## DIRECTIONS
[1] In the mine roof support patent text, revise the part that opens with the words "US 4378180 A" and closes with "progressively increasing resistance.", replacing "geologic mass" with "rock strata".
[2] Render the part of the rows that opens with the line containing "TARGET = navy camouflage uniform" and closes with the line containing "(1105, 830)" as a Markdown table with the columns Number and Line, giving each line its running number and skipping blank lines. Include both end lines, and leave the pictures out.

## SELECTED EXCERPT
----------------------------------------

US 4378180 A
A yieldable mine roof support fixture in which a support member is anchored in a borehole in the geologic mass and is formed with a divergent tapering end adjacent the mine roof which cooperates with a support plate having an opening engaged with the tapering end and yieldable so as to allow the plate to slide or move along the tapering end for imposing resistance to movement of the geologic mass which varies from substantially constant to progressively increasing resistance.
1. A yieldable mine support fixture for use in stabilizing the geologic mass of an underground passage, said fixture being disposed in a borehole and comprising: a support member having an end portion anchored in a borehole in the geologic mass of the mine passage; a tapering surface at the opposite end portion of said support member, the tapering surface being spaced from contact with the borehole and diverging away from the opening to the borehole; and a support plate positioned to be free of contact with the borehole and having an opening surrounding and initially engaged with the small end of said tapering surface and presenting a surface area surrounding said opening to the borehole in supporting engagement with the geologic mass to receive the reaction of the geologic mass to the deformation of the mine passage, said tapering surface and said opening in said support plate cooperating in response to tensile strain in said support member to stabilize the geologic mass by relative movement of said support plate opening along said tapering surface to hold substantially constant the restraint to movement of the geologic mass axially of the support member.
2. The yieldable mine support fixture according to claim 1, wherein said opening in said support plate is circumferentially flawed by interruptions in the periphery of said opening.
3. The yieldable mine support fixture according to claim 1 wherein said tapering surface divergence varies from about 1° to about 15° for developing a controlled movement of said support plate.
4. The yieldable mine support fixture according to claim 1, wherein said tapering surface diverges at a substantially constant angle of 5° for developing a controlled movement of said support plate.

----------------------------------------

## RAW RECORDS
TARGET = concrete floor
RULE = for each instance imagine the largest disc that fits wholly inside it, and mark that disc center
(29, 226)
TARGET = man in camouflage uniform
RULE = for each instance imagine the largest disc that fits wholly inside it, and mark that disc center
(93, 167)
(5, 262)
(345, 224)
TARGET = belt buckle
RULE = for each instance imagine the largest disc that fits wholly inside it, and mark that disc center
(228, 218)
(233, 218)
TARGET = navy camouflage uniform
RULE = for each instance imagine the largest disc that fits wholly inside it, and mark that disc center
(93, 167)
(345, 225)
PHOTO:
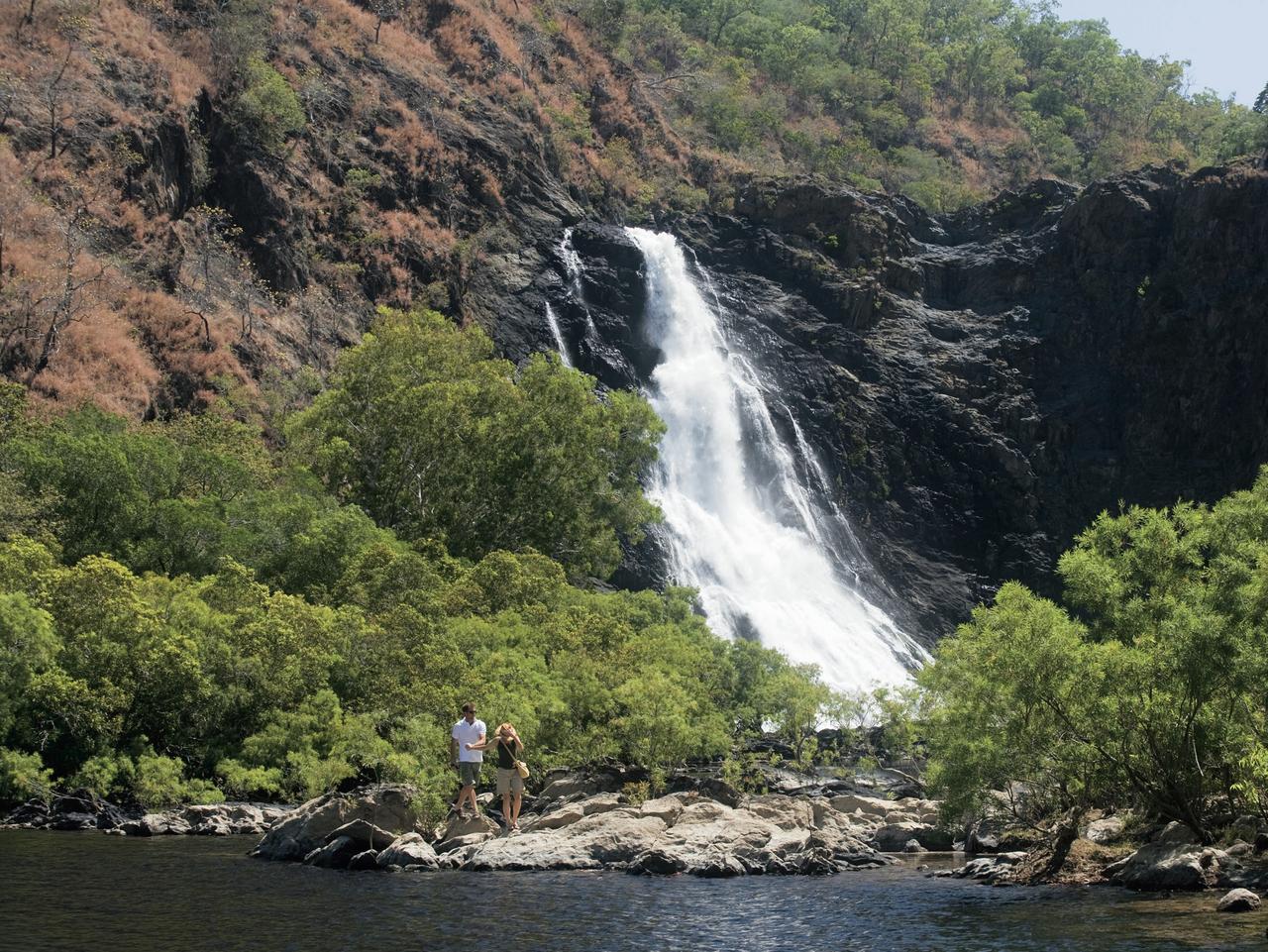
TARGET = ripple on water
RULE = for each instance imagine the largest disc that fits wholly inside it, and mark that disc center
(66, 892)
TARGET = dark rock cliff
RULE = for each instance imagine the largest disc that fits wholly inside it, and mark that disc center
(981, 385)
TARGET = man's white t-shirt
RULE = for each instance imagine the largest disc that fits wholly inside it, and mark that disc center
(466, 734)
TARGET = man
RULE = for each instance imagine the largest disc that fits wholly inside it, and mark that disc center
(466, 752)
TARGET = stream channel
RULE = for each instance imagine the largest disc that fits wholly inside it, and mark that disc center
(76, 892)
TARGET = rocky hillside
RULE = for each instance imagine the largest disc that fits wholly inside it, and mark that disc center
(200, 198)
(981, 385)
(195, 194)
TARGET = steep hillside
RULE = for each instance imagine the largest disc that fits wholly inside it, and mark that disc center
(982, 385)
(203, 194)
(200, 194)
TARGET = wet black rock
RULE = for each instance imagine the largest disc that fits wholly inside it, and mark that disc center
(979, 386)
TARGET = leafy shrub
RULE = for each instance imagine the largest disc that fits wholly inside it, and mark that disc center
(267, 110)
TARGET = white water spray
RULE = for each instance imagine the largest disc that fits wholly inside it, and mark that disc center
(553, 322)
(743, 526)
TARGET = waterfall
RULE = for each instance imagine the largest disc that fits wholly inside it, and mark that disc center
(748, 526)
(553, 322)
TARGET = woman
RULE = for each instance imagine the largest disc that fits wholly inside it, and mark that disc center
(510, 784)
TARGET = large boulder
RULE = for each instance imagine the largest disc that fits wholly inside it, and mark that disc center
(457, 826)
(1237, 900)
(308, 826)
(335, 855)
(893, 837)
(1168, 866)
(366, 834)
(408, 851)
(1105, 830)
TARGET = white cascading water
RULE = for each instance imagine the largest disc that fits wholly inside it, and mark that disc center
(743, 527)
(553, 323)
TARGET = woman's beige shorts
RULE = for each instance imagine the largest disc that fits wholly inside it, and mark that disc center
(508, 781)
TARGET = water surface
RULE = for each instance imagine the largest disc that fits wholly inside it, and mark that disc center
(72, 892)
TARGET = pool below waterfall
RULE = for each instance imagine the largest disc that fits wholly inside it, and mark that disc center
(186, 894)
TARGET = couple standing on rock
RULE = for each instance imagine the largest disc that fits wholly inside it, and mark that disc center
(467, 746)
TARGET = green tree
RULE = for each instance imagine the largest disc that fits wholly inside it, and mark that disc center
(435, 438)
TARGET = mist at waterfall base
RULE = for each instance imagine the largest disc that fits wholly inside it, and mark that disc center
(746, 513)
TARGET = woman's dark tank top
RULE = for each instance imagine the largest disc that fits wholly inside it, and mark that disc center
(505, 756)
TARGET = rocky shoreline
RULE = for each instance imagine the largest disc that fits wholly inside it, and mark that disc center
(584, 821)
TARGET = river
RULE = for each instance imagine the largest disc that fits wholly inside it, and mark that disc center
(73, 892)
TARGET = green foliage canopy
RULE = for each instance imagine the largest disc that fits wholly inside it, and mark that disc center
(1146, 692)
(435, 438)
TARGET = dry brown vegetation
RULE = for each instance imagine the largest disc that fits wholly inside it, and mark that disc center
(149, 257)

----------------------------------------

## ANSWERS TO EACH TASK
[1]
US 4378180 A
A yieldable mine roof support fixture in which a support member is anchored in a borehole in the rock strata and is formed with a divergent tapering end adjacent the mine roof which cooperates with a support plate having an opening engaged with the tapering end and yieldable so as to allow the plate to slide or move along the tapering end for imposing resistance to movement of the rock strata which varies from substantially constant to progressively increasing resistance.

[2]
| Number | Line |
|---|---|
| 1 | TARGET = navy camouflage uniform |
| 2 | RULE = for each instance imagine the largest disc that fits wholly inside it, and mark that disc center |
| 3 | (93, 167) |
| 4 | (345, 225) |
| 5 | PHOTO: |
| 6 | TARGET = ripple on water |
| 7 | RULE = for each instance imagine the largest disc that fits wholly inside it, and mark that disc center |
| 8 | (66, 892) |
| 9 | TARGET = dark rock cliff |
| 10 | RULE = for each instance imagine the largest disc that fits wholly inside it, and mark that disc center |
| 11 | (981, 385) |
| 12 | TARGET = man's white t-shirt |
| 13 | RULE = for each instance imagine the largest disc that fits wholly inside it, and mark that disc center |
| 14 | (466, 734) |
| 15 | TARGET = man |
| 16 | RULE = for each instance imagine the largest disc that fits wholly inside it, and mark that disc center |
| 17 | (466, 752) |
| 18 | TARGET = stream channel |
| 19 | RULE = for each instance imagine the largest disc that fits wholly inside it, and mark that disc center |
| 20 | (76, 892) |
| 21 | TARGET = rocky hillside |
| 22 | RULE = for each instance imagine the largest disc that fits wholly inside it, and mark that disc center |
| 23 | (200, 198) |
| 24 | (981, 385) |
| 25 | (195, 194) |
| 26 | TARGET = steep hillside |
| 27 | RULE = for each instance imagine the largest disc that fits wholly inside it, and mark that disc center |
| 28 | (982, 385) |
| 29 | (203, 194) |
| 30 | (200, 194) |
| 31 | TARGET = wet black rock |
| 32 | RULE = for each instance imagine the largest disc that fits wholly inside it, and mark that disc center |
| 33 | (979, 386) |
| 34 | TARGET = leafy shrub |
| 35 | RULE = for each instance imagine the largest disc that fits wholly inside it, and mark that disc center |
| 36 | (267, 110) |
| 37 | TARGET = white water spray |
| 38 | RULE = for each instance imagine the largest disc that fits wholly inside it, and mark that disc center |
| 39 | (553, 322) |
| 40 | (743, 526) |
| 41 | TARGET = waterfall |
| 42 | RULE = for each instance imagine the largest disc that fits wholly inside it, and mark that disc center |
| 43 | (748, 526) |
| 44 | (553, 322) |
| 45 | TARGET = woman |
| 46 | RULE = for each instance imagine the largest disc that fits wholly inside it, and mark that disc center |
| 47 | (510, 784) |
| 48 | TARGET = large boulder |
| 49 | RULE = for each instance imagine the largest disc that fits wholly inside it, and mark that disc center |
| 50 | (457, 826) |
| 51 | (1237, 900) |
| 52 | (308, 826) |
| 53 | (335, 855) |
| 54 | (893, 837) |
| 55 | (1168, 866) |
| 56 | (366, 834) |
| 57 | (408, 851) |
| 58 | (1105, 830) |